Input for this task START

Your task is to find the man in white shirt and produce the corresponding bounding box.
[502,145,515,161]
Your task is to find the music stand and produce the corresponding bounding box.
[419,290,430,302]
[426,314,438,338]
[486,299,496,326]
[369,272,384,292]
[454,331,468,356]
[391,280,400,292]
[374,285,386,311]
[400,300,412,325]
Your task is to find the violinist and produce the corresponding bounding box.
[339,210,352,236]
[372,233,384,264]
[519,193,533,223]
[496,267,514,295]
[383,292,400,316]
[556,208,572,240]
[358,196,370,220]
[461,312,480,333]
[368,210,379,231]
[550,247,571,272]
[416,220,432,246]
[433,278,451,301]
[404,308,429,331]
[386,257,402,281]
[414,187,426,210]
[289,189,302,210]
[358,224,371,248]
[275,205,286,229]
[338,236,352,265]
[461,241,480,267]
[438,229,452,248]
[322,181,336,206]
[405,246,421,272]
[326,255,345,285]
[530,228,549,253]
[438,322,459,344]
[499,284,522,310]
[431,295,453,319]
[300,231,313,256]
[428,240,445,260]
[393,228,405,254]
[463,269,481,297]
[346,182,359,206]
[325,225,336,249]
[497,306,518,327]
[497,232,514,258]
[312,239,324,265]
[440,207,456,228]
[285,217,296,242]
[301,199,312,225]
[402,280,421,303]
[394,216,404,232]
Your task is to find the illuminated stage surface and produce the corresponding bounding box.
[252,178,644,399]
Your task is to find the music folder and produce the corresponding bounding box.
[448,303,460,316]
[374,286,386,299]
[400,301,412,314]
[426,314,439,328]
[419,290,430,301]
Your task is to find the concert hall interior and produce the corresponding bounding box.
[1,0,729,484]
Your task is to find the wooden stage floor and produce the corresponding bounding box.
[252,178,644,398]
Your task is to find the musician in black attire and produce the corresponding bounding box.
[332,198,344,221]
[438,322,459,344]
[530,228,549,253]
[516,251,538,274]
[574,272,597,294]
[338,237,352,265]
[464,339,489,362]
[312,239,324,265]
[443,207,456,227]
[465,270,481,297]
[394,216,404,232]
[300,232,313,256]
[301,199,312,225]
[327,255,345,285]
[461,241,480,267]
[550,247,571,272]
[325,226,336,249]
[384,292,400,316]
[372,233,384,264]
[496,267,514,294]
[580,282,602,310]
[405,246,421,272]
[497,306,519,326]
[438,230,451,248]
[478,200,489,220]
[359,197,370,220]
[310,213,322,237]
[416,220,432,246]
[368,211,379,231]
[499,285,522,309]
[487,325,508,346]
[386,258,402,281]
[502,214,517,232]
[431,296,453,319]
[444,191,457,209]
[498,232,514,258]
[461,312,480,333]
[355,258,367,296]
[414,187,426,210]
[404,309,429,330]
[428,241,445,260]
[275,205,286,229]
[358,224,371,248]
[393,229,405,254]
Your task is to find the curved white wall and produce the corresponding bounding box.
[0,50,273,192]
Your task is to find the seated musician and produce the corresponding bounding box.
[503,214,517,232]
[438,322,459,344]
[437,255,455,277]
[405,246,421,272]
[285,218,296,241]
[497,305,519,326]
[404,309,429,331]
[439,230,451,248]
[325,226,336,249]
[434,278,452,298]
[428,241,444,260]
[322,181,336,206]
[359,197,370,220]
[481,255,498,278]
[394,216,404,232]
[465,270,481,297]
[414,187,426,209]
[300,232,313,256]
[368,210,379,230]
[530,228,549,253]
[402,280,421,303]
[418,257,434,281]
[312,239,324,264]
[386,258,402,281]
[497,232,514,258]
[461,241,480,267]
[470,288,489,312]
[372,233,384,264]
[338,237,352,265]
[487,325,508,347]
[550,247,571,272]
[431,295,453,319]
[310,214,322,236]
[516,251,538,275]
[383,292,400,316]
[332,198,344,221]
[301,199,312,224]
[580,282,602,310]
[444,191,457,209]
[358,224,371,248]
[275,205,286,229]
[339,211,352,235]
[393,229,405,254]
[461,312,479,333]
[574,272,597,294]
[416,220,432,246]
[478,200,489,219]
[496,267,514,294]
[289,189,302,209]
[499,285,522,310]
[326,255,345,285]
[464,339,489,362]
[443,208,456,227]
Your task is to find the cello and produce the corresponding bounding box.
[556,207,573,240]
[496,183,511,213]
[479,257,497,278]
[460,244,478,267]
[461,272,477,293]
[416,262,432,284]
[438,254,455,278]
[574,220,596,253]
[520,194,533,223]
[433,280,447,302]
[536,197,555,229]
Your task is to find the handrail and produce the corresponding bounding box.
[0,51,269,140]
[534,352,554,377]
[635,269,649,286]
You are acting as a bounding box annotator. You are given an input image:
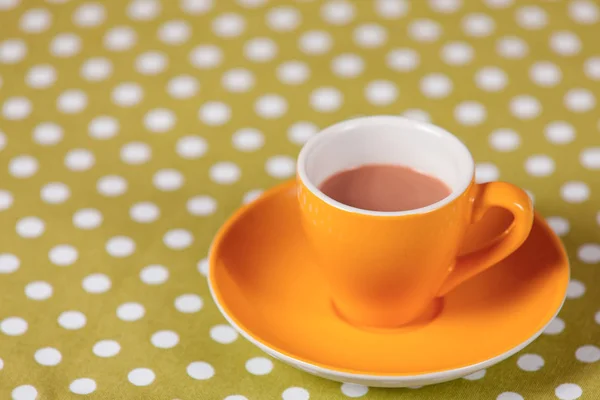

Input for this task END

Task item:
What is needed is an exact copy of the entries above, with no images in it.

Solution to the exercise:
Your task is to find the man in white shirt and produce the corresponding bounding box.
[502,145,515,161]
Your task is to find the music stand and produce the corresponding bounding box.
[419,290,430,302]
[426,314,438,338]
[486,299,496,326]
[369,272,384,292]
[454,331,468,356]
[391,280,400,292]
[374,285,386,311]
[400,300,412,325]
Your task is to find the violinist and produce the corresponding bounding box.
[339,210,352,236]
[372,233,384,264]
[519,193,533,223]
[496,267,514,295]
[383,292,400,316]
[556,208,572,240]
[358,196,370,220]
[461,312,480,333]
[368,210,379,231]
[550,247,571,272]
[416,220,432,246]
[433,278,451,301]
[404,308,429,331]
[386,257,402,281]
[414,187,426,210]
[289,189,302,210]
[358,224,371,248]
[275,205,286,229]
[338,236,352,265]
[461,241,480,267]
[438,229,452,248]
[322,181,336,206]
[405,246,421,272]
[326,255,345,285]
[530,228,549,253]
[438,322,459,344]
[499,284,522,310]
[431,295,453,319]
[300,231,313,256]
[428,240,445,260]
[393,228,405,254]
[463,269,481,297]
[346,182,359,206]
[325,225,336,249]
[497,306,518,327]
[497,232,514,258]
[312,239,324,265]
[440,207,456,228]
[285,217,296,242]
[301,199,312,225]
[402,280,421,303]
[394,216,404,232]
Your task is to find the illuminated stage surface and produce the corresponding bounding box.
[252,178,644,399]
Your task is to find the music folder and produce the corresponding bounding box.
[448,303,460,316]
[374,286,386,299]
[400,301,412,314]
[426,314,439,328]
[419,290,430,301]
Your task is to find the concert hall interior and produce the corresponding bounding box.
[1,0,729,484]
Your task is to find the wooden stage floor and produce the corresponding bounding box.
[252,178,644,398]
Your task is to find the musician in black attire and produce the corresponding bounding box.
[332,198,344,221]
[438,322,459,344]
[530,228,549,253]
[516,251,538,274]
[574,272,597,294]
[338,237,352,265]
[464,339,489,362]
[312,239,324,265]
[443,207,456,227]
[465,270,481,297]
[394,216,404,232]
[300,232,313,256]
[301,199,312,225]
[327,255,345,285]
[461,241,480,267]
[550,247,571,272]
[325,226,336,249]
[384,292,400,316]
[372,233,384,264]
[496,267,514,294]
[580,282,602,310]
[405,246,421,272]
[497,306,519,326]
[438,230,451,248]
[478,200,489,220]
[359,197,370,220]
[310,213,322,237]
[416,220,432,246]
[368,211,379,231]
[499,285,522,309]
[487,325,508,346]
[386,258,402,281]
[502,214,517,232]
[431,296,453,319]
[444,191,457,209]
[498,232,514,258]
[461,312,480,333]
[355,258,367,296]
[414,187,426,210]
[404,309,429,330]
[428,241,445,260]
[275,205,286,229]
[358,224,371,248]
[393,229,405,254]
Your task is to find the curved white wall and produce the corresponding bounding box.
[0,50,273,192]
Your task is to find the seated musician and produce the corresponding bounding box.
[503,214,517,232]
[438,322,459,344]
[437,255,455,277]
[405,246,421,272]
[285,218,296,241]
[497,305,519,326]
[404,309,429,331]
[439,230,451,248]
[325,226,336,249]
[434,278,452,298]
[428,241,444,260]
[322,181,336,206]
[359,197,370,220]
[481,255,498,278]
[394,216,404,232]
[465,270,481,297]
[414,187,426,209]
[300,232,313,256]
[368,210,379,230]
[530,228,549,253]
[402,280,421,303]
[418,257,434,281]
[312,239,324,264]
[386,258,402,281]
[497,232,514,258]
[461,241,480,267]
[470,288,489,312]
[372,233,384,264]
[338,237,352,265]
[487,325,508,347]
[550,247,571,272]
[431,295,453,319]
[310,214,322,236]
[516,251,538,275]
[383,292,400,316]
[332,198,344,221]
[301,199,312,224]
[580,282,602,310]
[444,191,457,209]
[358,224,371,248]
[275,205,286,229]
[339,211,352,235]
[393,229,405,254]
[461,312,479,333]
[574,272,597,294]
[416,220,432,246]
[478,200,489,219]
[496,267,514,294]
[289,189,302,209]
[499,285,522,310]
[326,255,345,285]
[464,339,489,362]
[443,208,456,227]
Your task is to find the cello and produce the corresponding bounding box.
[556,207,573,240]
[496,183,511,213]
[479,257,497,278]
[460,244,478,267]
[461,272,477,293]
[416,262,432,284]
[438,254,455,278]
[574,220,596,253]
[520,194,533,223]
[433,280,447,302]
[536,197,555,229]
Your task is to find the handrail and produce the corresponding bounding box.
[0,51,269,140]
[534,352,554,377]
[635,269,649,286]
You are acting as a bounding box annotator. You are given an input image:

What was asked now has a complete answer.